Given data: Begin

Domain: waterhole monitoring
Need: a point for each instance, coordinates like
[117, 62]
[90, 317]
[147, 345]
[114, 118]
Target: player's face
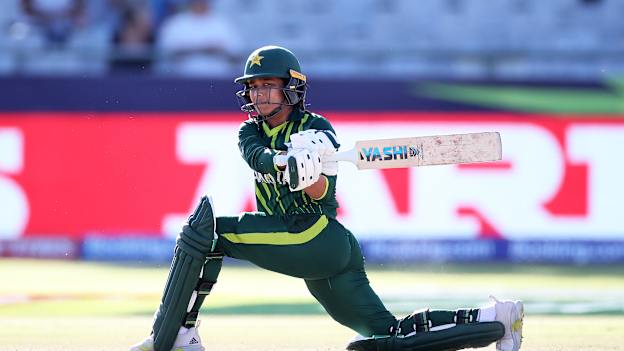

Given data: End

> Directions: Go through the data and return every word of it verbatim, leaving out the pictures.

> Response to this task:
Domain: waterhole monitoring
Need: a point for each instance, coordinates like
[117, 62]
[90, 317]
[147, 345]
[114, 118]
Target: player's face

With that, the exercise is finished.